» **Exercise details**:
Copy each of the following records word for word.

········

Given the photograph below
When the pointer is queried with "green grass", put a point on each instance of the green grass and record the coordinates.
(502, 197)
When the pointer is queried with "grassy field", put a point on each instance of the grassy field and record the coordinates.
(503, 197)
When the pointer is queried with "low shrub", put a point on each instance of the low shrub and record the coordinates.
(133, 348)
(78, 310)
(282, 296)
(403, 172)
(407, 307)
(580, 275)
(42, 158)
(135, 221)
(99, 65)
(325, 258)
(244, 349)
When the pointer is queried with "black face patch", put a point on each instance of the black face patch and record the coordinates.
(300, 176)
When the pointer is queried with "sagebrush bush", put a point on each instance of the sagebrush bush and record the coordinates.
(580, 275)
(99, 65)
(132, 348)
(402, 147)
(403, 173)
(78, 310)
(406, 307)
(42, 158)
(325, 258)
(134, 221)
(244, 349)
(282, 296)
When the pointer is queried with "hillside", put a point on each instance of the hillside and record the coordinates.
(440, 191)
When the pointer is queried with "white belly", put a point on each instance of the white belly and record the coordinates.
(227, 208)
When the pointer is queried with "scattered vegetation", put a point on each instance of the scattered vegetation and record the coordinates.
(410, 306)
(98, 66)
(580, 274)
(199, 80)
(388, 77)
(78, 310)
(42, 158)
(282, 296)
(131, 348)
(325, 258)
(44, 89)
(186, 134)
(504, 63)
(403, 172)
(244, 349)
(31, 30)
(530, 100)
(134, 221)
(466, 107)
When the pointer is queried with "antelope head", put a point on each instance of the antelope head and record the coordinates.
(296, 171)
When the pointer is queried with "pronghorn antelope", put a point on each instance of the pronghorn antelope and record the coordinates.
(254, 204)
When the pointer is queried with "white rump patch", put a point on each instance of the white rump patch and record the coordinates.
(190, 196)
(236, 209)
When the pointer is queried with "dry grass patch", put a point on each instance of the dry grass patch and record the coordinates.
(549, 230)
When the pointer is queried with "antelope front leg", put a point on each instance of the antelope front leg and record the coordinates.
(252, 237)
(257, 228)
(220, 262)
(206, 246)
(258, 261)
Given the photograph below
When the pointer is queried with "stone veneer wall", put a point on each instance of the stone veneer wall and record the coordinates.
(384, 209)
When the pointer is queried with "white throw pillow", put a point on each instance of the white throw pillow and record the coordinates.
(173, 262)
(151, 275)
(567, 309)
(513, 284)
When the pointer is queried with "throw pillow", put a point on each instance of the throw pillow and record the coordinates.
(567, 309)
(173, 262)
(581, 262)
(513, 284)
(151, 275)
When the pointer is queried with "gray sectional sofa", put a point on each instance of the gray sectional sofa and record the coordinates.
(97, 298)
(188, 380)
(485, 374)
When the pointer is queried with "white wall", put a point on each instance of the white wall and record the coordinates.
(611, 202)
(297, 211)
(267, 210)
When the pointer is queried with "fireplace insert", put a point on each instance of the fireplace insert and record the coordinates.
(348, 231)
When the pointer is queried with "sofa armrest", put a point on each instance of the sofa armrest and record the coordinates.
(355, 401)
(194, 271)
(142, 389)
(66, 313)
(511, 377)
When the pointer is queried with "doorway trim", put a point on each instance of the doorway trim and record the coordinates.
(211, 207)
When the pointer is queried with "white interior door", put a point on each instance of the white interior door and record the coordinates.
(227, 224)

········

» **Expected output**:
Given the photograph below
When the pointer is queried with "green grass", put a point on each instance of the green grass and record the coordinates.
(502, 197)
When the pointer is queried with "grassy field", put a point on each instance of the grassy field and record the coordinates.
(503, 197)
When the pointer is queried with "low shrub", put a point on each instance of the low shrub and record the coordinates.
(133, 348)
(78, 310)
(282, 296)
(403, 172)
(407, 307)
(580, 275)
(42, 158)
(135, 221)
(99, 65)
(325, 258)
(244, 349)
When the pointer is queried with "black face patch", put a point on each instance of the black face patch and record the coordinates.
(300, 176)
When the pointer is queried with "sagebrush bush", put a point on each instance of the sagebrush bush and record the coordinates.
(580, 275)
(99, 65)
(132, 348)
(402, 147)
(403, 173)
(78, 310)
(406, 307)
(42, 158)
(325, 258)
(134, 221)
(244, 349)
(282, 296)
When the pointer is queried with "hillside", put a point on each instance of the hillside and record the coordinates.
(440, 191)
When the pointer is queried with "white belly", put a point on each instance of the white belly and record the coordinates.
(227, 208)
When the pointer is queried with "scattered vegetation", put a point on each instance of the scattered vegetation and record the coordinates.
(410, 306)
(98, 66)
(580, 274)
(199, 80)
(388, 77)
(78, 310)
(42, 158)
(282, 296)
(131, 348)
(325, 258)
(44, 89)
(186, 134)
(504, 63)
(403, 172)
(244, 349)
(31, 30)
(530, 100)
(134, 221)
(466, 107)
When the pointer is queried with "antelope head", put a point on each instance of the antelope head and record the coordinates.
(296, 171)
When the pointer is queried with "pronghorn antelope", put a point on each instance of the pronghorn antelope and record the coordinates.
(254, 204)
When the pointer is queried with "white rump patch", put a point on each instance of the white rump patch and record the coordinates.
(190, 196)
(236, 209)
When the pointer is queried with "dry grass patch", put a point on each instance of the dry grass patch and record the coordinates.
(549, 230)
When the pointer is queried with "antelope front leg", put a point on each instance of the antelope front leg and record the coordinates.
(252, 237)
(257, 228)
(220, 262)
(206, 246)
(258, 261)
Given the photograph below
When the pointer is queried with "stone veneer wall", put a point on each instance of the stone veneer wall and record the coordinates.
(384, 209)
When the pointer is queried with "white throw pillow", put a point on each instance of the white throw pillow and record the coordinates.
(173, 262)
(151, 275)
(567, 309)
(513, 284)
When the pointer is queried with "throw pillow", put a point on each instance of the throw pillow and record the coordinates.
(567, 309)
(173, 262)
(581, 262)
(513, 284)
(151, 275)
When the pointer is queried with "gray sectional sofa", put a point on each instance of the gray sectional sofa and record the coordinates.
(97, 298)
(188, 380)
(485, 374)
When the pointer is queried with "white wall", put a point on each instance of the white wall and record the coordinates.
(611, 202)
(297, 211)
(267, 210)
When the pointer is queried with "fireplace insert", put a point on each instance of the fireplace insert and record the coordinates.
(348, 231)
When the pointer is queried with "sofa armrest", put a point on each instance of the sofa armrest and record the coordinates.
(355, 401)
(194, 271)
(142, 389)
(66, 313)
(511, 377)
When the pointer is queried with "doorway trim", put a point on each instance of the doorway trim and record the coordinates.
(211, 207)
When the pointer is queried with "white interior door", put a point on each instance of the white interior door and record the coordinates.
(227, 224)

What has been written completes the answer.